Coffee’s price has increased by 82% since 2017, with the biggest increase happening over the last three years.

Why is coffee’s price so high?

Simply put, the reason for coffee being so expensive, is supply. Prices of Arabica coffee have increased by 24% over the last year according to FNB Commercial. Below-average rainfall in Brazil, the world’s largest Arabica coffee supplier, is the reason for this increase.

Vietnam, the world’s largest producer of Robusta coffee beans, has also experienced dry conditions. Vietnam’s 2024/25 Robusta coffee crop may likely be the lowest in 13 years. Poor rainfall in Vietnam has caused ‘irreversible damage’ to coffee blossoms. 

The Globe and Mail reported that there are continued ‘fears that excessive dryness in Brazil and Vietnam will damage coffee crops and curb global production’. 

Other influencing factors are global conflicts as well as logistics challenges and delays in deliveries of the product to world markets. Paul Makube, a senior agricultural economist at FNB, warned that a weaker exchange rate may lead to more price increases in the future.

In South Africa, instant coffee prices hover just under R200 per 200g depending on the brand. Local retailers run specials on instant coffee every now and then to attract customers to their stores.

Significant increase in price of coffee

South Africans are feeling the impact with coffee’s price that keeps climbing. Although the biggest increase has taken place over the past three years, there has been a significant jump of 82% in coffee’s price since 2017.

Increase in coffee prices

As shown in the image above, the price of instant coffee only really started to climb in 2021. From 2017 to 2020, the price remained relatively flat.

══════════

#### REQUIREMENT A:
Update the coffee price text from "Vietnam, the world’s" up to and including "to coffee blossoms.", putting "drought conditions" in place of "dry conditions".
#### REQUIREMENT B:
According to the coffee price text, which country is the world's largest Arabica coffee supplier?
#### REQUIREMENT C:
Pick up the coffee price text after its final sentence and continue it.
The items that come next have no connection to the coffee price text.

══════════

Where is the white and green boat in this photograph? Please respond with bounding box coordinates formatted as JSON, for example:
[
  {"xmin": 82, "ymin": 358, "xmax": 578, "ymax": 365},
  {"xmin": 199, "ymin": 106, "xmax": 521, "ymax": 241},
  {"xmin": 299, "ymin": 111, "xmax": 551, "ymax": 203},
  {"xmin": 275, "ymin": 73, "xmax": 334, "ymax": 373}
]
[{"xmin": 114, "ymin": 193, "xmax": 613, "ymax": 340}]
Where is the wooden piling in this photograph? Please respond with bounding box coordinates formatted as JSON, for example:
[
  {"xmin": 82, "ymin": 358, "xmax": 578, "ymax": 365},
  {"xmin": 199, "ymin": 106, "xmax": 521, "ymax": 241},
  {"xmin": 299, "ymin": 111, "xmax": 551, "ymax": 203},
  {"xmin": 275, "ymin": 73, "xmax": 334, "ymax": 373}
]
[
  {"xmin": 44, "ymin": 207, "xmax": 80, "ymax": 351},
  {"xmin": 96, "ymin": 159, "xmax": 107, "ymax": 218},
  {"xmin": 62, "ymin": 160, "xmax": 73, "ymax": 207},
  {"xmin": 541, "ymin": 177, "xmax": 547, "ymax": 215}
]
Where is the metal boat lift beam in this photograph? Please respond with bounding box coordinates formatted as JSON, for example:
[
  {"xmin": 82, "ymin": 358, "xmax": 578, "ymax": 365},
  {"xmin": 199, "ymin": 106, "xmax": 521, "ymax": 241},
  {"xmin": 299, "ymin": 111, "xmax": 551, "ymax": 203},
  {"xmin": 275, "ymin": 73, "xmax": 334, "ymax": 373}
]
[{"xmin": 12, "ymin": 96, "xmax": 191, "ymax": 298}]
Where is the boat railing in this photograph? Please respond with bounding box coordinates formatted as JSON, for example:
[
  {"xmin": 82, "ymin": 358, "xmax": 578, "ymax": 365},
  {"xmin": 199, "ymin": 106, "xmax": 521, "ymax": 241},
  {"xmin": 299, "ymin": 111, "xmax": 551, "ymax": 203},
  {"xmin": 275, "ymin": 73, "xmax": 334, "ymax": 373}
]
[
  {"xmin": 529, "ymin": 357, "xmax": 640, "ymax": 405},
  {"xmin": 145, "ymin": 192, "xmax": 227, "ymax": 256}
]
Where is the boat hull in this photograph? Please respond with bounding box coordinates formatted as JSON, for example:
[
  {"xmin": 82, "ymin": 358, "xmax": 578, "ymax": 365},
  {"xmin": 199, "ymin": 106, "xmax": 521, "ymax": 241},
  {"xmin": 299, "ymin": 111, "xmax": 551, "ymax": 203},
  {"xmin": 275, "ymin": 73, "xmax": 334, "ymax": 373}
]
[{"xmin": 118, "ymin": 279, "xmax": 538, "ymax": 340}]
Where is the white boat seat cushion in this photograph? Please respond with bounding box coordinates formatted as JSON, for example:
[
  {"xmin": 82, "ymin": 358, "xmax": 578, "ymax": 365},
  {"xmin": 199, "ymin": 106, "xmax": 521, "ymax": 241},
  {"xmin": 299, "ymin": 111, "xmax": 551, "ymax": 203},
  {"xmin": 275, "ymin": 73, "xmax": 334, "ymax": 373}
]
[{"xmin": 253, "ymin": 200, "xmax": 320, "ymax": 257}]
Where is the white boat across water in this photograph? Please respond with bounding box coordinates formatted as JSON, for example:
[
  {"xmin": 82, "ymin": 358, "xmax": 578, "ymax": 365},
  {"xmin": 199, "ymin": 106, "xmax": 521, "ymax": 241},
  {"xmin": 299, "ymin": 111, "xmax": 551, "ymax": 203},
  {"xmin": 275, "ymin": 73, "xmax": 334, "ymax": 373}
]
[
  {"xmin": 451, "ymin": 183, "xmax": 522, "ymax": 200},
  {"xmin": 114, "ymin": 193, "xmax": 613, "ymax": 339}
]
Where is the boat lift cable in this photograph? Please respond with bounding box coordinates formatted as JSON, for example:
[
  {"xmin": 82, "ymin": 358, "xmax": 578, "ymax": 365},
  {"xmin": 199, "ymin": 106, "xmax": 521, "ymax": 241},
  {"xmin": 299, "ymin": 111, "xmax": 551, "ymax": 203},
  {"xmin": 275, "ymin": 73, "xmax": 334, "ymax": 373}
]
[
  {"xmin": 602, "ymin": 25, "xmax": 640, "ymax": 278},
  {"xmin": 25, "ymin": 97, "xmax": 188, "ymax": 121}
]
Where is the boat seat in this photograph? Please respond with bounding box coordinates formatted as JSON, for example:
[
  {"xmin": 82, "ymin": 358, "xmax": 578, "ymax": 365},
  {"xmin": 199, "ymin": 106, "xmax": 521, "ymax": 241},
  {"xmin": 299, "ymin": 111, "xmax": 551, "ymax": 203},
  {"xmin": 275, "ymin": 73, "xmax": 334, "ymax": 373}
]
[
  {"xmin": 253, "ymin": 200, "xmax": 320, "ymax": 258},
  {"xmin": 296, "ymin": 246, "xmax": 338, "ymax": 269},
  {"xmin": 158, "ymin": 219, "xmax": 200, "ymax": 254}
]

══════════

#### TASK ANSWER A:
Vietnam, the world’s largest producer of Robusta coffee beans, has also experienced drought conditions. Vietnam’s 2024/25 Robusta coffee crop may likely be the lowest in 13 years. Poor rainfall in Vietnam has caused ‘irreversible damage’ to coffee blossoms.

#### TASK ANSWER B:
Brazil

#### TASK ANSWER C:
Many coffee drinkers enjoy sugar and/or milk in their coffee – two other goods with price increases.

Source: https://www.statssa.gov.za/wp-content/uploads/2024/06/cpiJu2.jpg
Increase in sugar and milk prices

Experts have seen it coming

CNN reported that climate change poses a huge threat to the coffee industry. Coffee crops need specific temperature, light, and humidity levels to grow properly.

According to Philipp Navratil, global head of Nestle’s coffee strategic business unit, estimates show that around 30 years from now, half of coffee lands as they exist today will no longer be viable for coffee production.

Results of a study that was published in 2022 showed that coffee plants will be drastically less suitable for cultivation in current coffee-producing regions in the future because of the impacts of climate change. The main coffee producing countries investigated during the study were Brazil, Vietnam, Indonesia, and Colombia. All these will likely see a strong decline in suitable areas in the future.

Currently the most suitable areas for coffee growth are in Central and South America, particularly Brazil, as well as Central and West Africa and parts of South and Southeast Asia.